Please echo every one of the records below, line for line, without changing anything.

Recorded data
····················

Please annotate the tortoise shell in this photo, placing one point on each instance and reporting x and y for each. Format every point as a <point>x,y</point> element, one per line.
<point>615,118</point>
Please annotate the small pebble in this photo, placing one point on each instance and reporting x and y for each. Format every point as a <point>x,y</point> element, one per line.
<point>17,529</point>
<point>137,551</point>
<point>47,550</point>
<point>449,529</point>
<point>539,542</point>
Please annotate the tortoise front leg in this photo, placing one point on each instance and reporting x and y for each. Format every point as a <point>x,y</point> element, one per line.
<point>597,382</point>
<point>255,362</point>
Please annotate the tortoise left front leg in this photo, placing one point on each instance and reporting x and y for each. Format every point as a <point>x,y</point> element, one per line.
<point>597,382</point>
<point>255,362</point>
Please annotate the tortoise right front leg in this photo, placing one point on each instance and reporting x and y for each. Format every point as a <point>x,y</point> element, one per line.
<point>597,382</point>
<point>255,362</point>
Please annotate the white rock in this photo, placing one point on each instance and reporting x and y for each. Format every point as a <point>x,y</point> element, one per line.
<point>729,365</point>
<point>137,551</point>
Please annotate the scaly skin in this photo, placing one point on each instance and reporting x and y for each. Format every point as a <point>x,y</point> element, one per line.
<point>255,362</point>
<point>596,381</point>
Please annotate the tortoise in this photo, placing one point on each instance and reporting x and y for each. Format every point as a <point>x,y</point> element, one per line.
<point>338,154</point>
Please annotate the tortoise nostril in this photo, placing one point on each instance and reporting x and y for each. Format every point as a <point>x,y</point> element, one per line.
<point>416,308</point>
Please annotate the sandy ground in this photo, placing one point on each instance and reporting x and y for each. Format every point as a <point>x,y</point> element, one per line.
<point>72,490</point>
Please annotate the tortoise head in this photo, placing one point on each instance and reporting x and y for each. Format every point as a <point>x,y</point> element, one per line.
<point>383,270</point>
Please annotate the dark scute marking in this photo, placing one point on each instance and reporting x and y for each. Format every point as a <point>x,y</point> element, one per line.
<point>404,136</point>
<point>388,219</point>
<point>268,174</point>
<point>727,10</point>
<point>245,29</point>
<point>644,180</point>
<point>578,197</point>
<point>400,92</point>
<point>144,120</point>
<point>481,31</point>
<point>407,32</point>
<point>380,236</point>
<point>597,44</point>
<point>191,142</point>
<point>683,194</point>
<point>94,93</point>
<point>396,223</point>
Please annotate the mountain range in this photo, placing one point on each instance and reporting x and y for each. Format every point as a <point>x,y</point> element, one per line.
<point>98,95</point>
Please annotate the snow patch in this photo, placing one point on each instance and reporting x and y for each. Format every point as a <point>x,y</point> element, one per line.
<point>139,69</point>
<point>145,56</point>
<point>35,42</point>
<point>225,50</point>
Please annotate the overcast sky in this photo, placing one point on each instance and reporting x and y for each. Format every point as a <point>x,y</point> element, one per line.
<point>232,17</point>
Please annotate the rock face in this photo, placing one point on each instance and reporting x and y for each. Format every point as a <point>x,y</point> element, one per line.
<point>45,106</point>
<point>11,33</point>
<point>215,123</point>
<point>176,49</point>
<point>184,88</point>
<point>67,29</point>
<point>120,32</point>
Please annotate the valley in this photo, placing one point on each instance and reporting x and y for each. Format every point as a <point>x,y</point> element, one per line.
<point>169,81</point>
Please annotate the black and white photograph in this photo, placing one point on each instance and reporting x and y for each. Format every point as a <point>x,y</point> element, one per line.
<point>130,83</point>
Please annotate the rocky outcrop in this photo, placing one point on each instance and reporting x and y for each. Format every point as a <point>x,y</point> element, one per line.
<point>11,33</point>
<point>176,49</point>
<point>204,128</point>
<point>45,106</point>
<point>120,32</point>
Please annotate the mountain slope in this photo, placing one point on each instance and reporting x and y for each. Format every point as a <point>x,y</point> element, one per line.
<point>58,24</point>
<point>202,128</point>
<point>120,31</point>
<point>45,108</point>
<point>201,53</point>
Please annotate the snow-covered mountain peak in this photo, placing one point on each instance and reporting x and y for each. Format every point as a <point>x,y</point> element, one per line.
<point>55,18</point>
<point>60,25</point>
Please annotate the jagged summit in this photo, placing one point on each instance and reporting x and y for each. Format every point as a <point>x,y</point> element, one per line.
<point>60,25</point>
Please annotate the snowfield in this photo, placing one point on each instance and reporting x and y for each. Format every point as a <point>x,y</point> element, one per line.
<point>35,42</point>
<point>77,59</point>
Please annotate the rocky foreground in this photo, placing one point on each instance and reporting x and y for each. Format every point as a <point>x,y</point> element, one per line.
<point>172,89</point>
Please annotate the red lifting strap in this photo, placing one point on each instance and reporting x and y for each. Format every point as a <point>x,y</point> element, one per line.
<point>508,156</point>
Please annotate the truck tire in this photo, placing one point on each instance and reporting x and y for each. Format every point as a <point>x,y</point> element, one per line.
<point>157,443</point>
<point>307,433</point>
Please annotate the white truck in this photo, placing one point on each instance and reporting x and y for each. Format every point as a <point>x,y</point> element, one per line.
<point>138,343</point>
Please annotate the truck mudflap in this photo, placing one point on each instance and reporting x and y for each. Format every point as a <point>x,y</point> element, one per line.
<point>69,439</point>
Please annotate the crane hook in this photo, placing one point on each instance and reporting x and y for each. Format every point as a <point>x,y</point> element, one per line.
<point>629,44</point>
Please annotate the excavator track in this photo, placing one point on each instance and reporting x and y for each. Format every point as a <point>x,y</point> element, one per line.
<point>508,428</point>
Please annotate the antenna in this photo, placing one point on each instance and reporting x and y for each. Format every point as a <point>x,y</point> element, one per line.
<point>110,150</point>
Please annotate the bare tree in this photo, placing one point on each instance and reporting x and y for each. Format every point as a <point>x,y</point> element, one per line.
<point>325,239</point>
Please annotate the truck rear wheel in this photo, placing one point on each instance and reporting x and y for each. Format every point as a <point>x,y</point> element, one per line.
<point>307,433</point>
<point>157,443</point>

····················

§ **EXERCISE OUTPUT**:
Please annotate the tortoise shell in this photo, placing one point on each instance and reporting x and y for each. Format every point as a <point>x,y</point> element, one per line.
<point>615,118</point>
Please annotate the small pebble in this photo, placing one point on each instance and reporting x and y for each. Format every point as a <point>x,y</point> element, one per line.
<point>17,529</point>
<point>137,551</point>
<point>47,550</point>
<point>449,529</point>
<point>539,542</point>
Please annotate the tortoise front leg in this photo, placing one point on each instance and reporting x and y for each. Format every point as a <point>x,y</point> element, one per line.
<point>597,382</point>
<point>255,362</point>
Please annotate the tortoise left front leg in this photo, placing one point on each instance and reporting x and y for each. Format every point as a <point>x,y</point> element, one per line.
<point>597,382</point>
<point>255,362</point>
Please annotate the tortoise right front leg in this photo, placing one point on each instance and reporting x and y for each. Format every point as a <point>x,y</point> element, one per line.
<point>597,382</point>
<point>255,362</point>
Please annotate the white rock in this photo, placing one point on each instance and reporting x and y for each. Format every point as a <point>x,y</point> element, one per line.
<point>729,365</point>
<point>137,551</point>
Please annotate the scaly skin in this photo, placing one point on each instance and reporting x and y for each. Format every point as a <point>x,y</point> element, one per line.
<point>255,362</point>
<point>596,381</point>
Please annotate the tortoise in this photo, placing one point on each instance and reporting x and y for each. Format every point as a <point>x,y</point> element, one per line.
<point>338,154</point>
Please annotate the tortoise nostril in this photo, placing one point on each instance and reporting x and y for each. Format every point as a <point>x,y</point> element, one per line.
<point>416,308</point>
Please annotate the sandy ground in this photo, placing one point on each instance and reporting x and y for each. Format every point as a <point>x,y</point> element, one per line.
<point>72,490</point>
Please annotate the tortoise head in this photo, placing one point on each instance and reporting x and y for each. Format every point as a <point>x,y</point> element, one per line.
<point>383,270</point>
Please annotate the dark scute marking in this photo, placing one point on each instance and reporting x and y for each. Format every point as a <point>x,y</point> element, one per line.
<point>404,136</point>
<point>388,219</point>
<point>268,174</point>
<point>727,10</point>
<point>245,29</point>
<point>644,180</point>
<point>578,197</point>
<point>400,92</point>
<point>144,120</point>
<point>481,31</point>
<point>407,32</point>
<point>380,236</point>
<point>597,44</point>
<point>191,142</point>
<point>683,194</point>
<point>94,93</point>
<point>396,223</point>
Please annotate the mountain range in this photo, placing one point on each instance and reporting x and y for each. Format every point as a <point>x,y</point> element, one per line.
<point>98,95</point>
Please annotate the snow patch in this photo, placing one point on each instance and reporting x and y for each. Format every point as a <point>x,y</point> element, one per line.
<point>139,69</point>
<point>145,56</point>
<point>35,42</point>
<point>225,50</point>
Please annotate the overcast sky in this photo, placing one point on each instance and reporting x and y for each. Format every point as a <point>x,y</point> element, one per line.
<point>232,17</point>
Please annotate the rock face in this photo, placing one point on each instance and reporting x and y for each. Format every point as a <point>x,y</point> element, one per line.
<point>45,106</point>
<point>11,33</point>
<point>215,123</point>
<point>176,49</point>
<point>184,88</point>
<point>67,29</point>
<point>120,32</point>
Please annotate the valley in this photo, placing one point on each instance and reporting x and y for each. Format every point as a <point>x,y</point> element, one per line.
<point>169,81</point>
Please annotate the black and white photograph in this photo, placing one point on each instance and reporting x and y for each. Format every point as a <point>x,y</point> element, one per line.
<point>130,83</point>
Please annotate the rocky outcrop in this photo, placing one point on each instance and reporting x and y for each. Format every point as a <point>x,y</point> element, one per line.
<point>11,33</point>
<point>176,49</point>
<point>204,128</point>
<point>45,106</point>
<point>120,32</point>
Please annotate the mountain slope in this photo, placing one point on each instance and reporting x and y for each. Format every point as a <point>x,y</point> element, one per line.
<point>58,24</point>
<point>202,128</point>
<point>120,31</point>
<point>45,108</point>
<point>201,53</point>
Please annotate the snow-covered mountain peak in this photo, placing one point on each instance and reporting x and y for each. Format every point as a <point>x,y</point> element, one per line.
<point>55,18</point>
<point>60,25</point>
Please annotate the jagged summit in this photo, placing one point on each instance and reporting x and y for each. Format every point as a <point>x,y</point> element, one per line.
<point>60,25</point>
Please annotate the snowfield in this photo, placing one point on each instance and reporting x and y for each. Format every point as a <point>x,y</point> element, one per line.
<point>35,42</point>
<point>77,59</point>
Please annotate the rocky foreground in this photo, placing one point on each instance and reporting x and y for each. Format every point as a <point>x,y</point> element, one per line.
<point>172,89</point>
Please annotate the red lifting strap in this photo, placing one point on each instance and reporting x and y for each. Format every point as a <point>x,y</point> element, one per line.
<point>508,156</point>
Please annotate the truck tire in this photo, placing one point on each instance and reporting x and y for each. Format every point as a <point>x,y</point> element, one per line.
<point>157,443</point>
<point>307,433</point>
Please annotate the white truck in this photo, placing one point on each instance and reporting x and y for each. Format every point as a <point>x,y</point> element, one per line.
<point>138,343</point>
Please annotate the truck mudflap in this photo, placing one point on each instance and reporting x and y for each. Format every point as a <point>x,y</point> element, one per line.
<point>69,439</point>
Please annotate the crane hook in this photo, placing one point on each instance and reporting x and y for each. Format every point as a <point>x,y</point> element, one per line.
<point>629,44</point>
Please annotate the excavator track in this photo, placing one point on each instance and reporting x and y for each. Format every point as a <point>x,y</point> element, one per line.
<point>508,428</point>
Please annotate the antenna in this photo, placing one point on each instance and reporting x and y for each. Format every point as a <point>x,y</point> element, one per line.
<point>110,150</point>
Please annotate the bare tree in this photo, placing one point on each instance and reporting x and y for each. Format every point as a <point>x,y</point> element, one per line.
<point>325,239</point>
Please annotate the truck rear wheel in this photo, placing one point on each instance and reporting x and y for each. Format every point as a <point>x,y</point> element, one per line.
<point>307,433</point>
<point>157,443</point>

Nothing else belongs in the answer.